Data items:

========

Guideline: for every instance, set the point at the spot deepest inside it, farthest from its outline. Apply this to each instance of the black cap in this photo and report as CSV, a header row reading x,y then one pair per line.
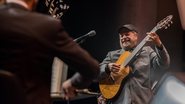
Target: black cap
x,y
127,28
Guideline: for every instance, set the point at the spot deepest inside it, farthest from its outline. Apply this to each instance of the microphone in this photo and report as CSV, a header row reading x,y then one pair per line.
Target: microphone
x,y
82,38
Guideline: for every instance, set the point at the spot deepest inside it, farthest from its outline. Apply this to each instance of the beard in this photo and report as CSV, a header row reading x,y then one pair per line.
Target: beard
x,y
128,45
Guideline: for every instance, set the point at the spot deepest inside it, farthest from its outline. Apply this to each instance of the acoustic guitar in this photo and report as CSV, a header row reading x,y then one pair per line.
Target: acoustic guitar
x,y
110,87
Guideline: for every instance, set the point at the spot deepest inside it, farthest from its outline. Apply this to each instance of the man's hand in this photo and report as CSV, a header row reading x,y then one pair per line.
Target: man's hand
x,y
155,38
68,90
113,67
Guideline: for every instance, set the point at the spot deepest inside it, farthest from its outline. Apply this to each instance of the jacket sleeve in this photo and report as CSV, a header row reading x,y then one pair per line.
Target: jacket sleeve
x,y
104,71
72,54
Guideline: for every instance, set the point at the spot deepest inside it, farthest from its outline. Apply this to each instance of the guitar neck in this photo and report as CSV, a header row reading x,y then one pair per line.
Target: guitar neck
x,y
138,48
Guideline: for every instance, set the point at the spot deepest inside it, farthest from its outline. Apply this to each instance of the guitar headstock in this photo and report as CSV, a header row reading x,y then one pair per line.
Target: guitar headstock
x,y
165,23
56,7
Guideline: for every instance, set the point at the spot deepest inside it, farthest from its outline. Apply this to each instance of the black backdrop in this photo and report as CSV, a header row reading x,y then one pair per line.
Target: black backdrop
x,y
105,16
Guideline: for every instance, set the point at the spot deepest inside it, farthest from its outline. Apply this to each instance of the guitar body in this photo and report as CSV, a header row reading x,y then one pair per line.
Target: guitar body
x,y
110,86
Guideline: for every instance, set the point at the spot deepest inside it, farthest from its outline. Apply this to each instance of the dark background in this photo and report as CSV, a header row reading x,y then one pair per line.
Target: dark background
x,y
105,16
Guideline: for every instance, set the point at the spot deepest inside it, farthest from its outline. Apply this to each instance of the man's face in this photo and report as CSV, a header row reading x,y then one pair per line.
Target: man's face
x,y
128,40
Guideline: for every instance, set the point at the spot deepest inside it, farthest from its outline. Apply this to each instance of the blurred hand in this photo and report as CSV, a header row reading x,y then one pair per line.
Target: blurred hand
x,y
68,89
155,38
113,67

========

* **Required work**:
Emit verbatim the lines running from the one with "the black backdrop" through the last line of the data, both endpoints inclusive.

* **Your response**:
Guideline: for every instance, set the point at the spot deepest inside it, farthest from its outline. Apply this to each instance of the black backdrop in this photo and report as CSV, a header row reading x,y then one pair per line.
Target: black backdrop
x,y
105,16
Guideline: for every instance, set the point at the spot deepest inside it, farthest from its outline. Apply this to each instance of the guitar body in this photo and report as CSV, a header row reading x,y then one pair per line.
Target: guitar body
x,y
110,86
Guideline: for every instance, set the point at the spot deepest inside it, farthest from its outline. Apply this to each instance of the dark background in this photo and report as CSV, a header row reading x,y then one pair per line.
Target: dark background
x,y
105,16
Guideline: for every instance, set the point at the spot deepest inside it, farthest from its outline. Apply this to each instance of the man's face in this photo and report as CSV, a header row reading x,y then one pair per line.
Target: man's face
x,y
128,40
Guideline: for every instance, set the point at the spot deepest inside it, farthest from its outline. Apply this to each instance of the blurred hand in this photo and report as CSV, a header row reading x,y then one pair per line.
Target: blurred hand
x,y
68,89
155,38
113,67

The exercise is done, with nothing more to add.